Work instructions:
Show every line of the items below that contains the word "horse", copied in full. Case counts.

:: Input data ::

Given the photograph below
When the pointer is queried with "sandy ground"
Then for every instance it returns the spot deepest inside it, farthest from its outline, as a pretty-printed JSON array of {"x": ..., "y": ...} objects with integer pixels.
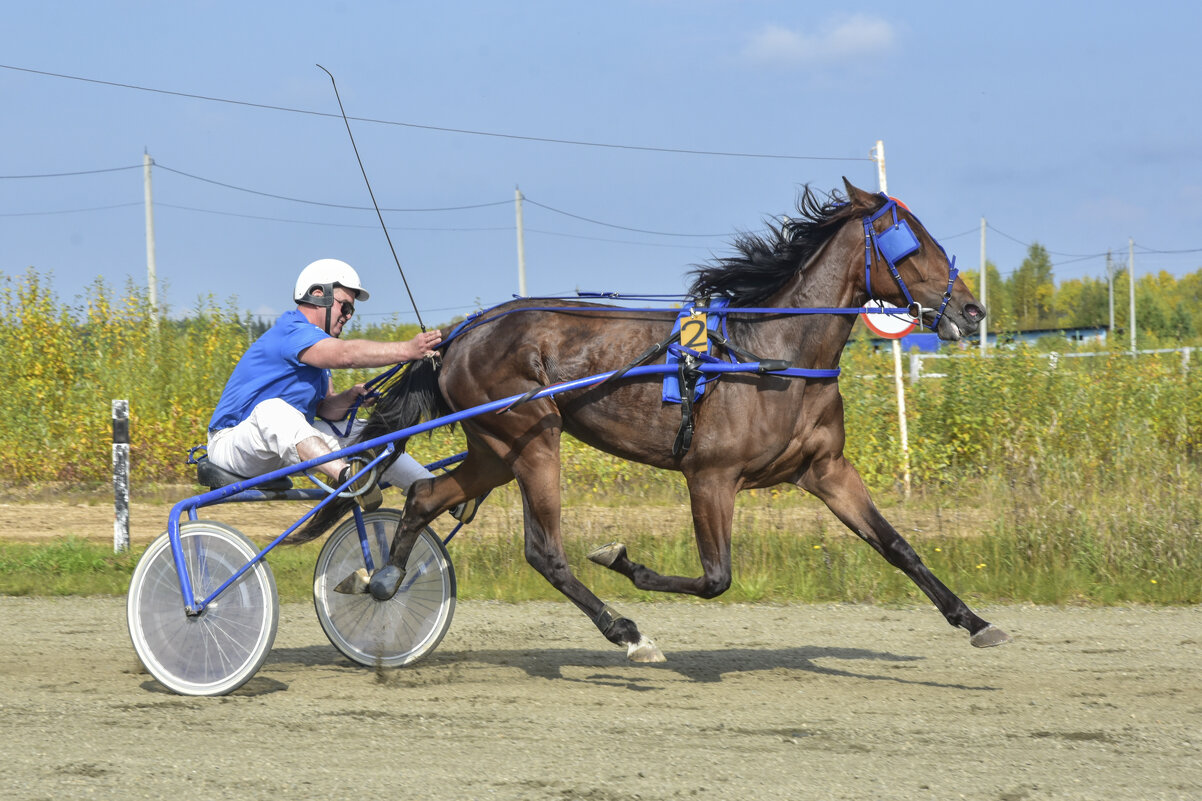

:::
:: Input data ::

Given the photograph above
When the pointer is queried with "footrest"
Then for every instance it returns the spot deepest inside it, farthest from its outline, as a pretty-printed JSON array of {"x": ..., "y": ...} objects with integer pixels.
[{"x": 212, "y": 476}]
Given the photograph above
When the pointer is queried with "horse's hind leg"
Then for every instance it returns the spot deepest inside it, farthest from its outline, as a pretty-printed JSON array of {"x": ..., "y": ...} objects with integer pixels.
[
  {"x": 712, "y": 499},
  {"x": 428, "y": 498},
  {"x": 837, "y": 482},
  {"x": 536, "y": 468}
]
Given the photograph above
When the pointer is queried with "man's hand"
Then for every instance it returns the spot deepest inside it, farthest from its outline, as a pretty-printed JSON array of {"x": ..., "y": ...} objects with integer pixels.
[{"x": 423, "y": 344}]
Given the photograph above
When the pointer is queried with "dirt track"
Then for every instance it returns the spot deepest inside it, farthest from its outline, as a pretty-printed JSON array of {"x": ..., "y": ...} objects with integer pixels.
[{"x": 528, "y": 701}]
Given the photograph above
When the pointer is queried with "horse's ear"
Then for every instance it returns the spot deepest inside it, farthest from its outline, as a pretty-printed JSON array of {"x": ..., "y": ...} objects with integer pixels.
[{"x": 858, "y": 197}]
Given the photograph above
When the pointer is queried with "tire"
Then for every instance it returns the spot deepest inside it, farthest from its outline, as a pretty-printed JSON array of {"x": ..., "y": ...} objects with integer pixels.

:::

Response to the exercise:
When the pointer is queried with "horse's hind leg"
When the pointer is queried with "horse's ear"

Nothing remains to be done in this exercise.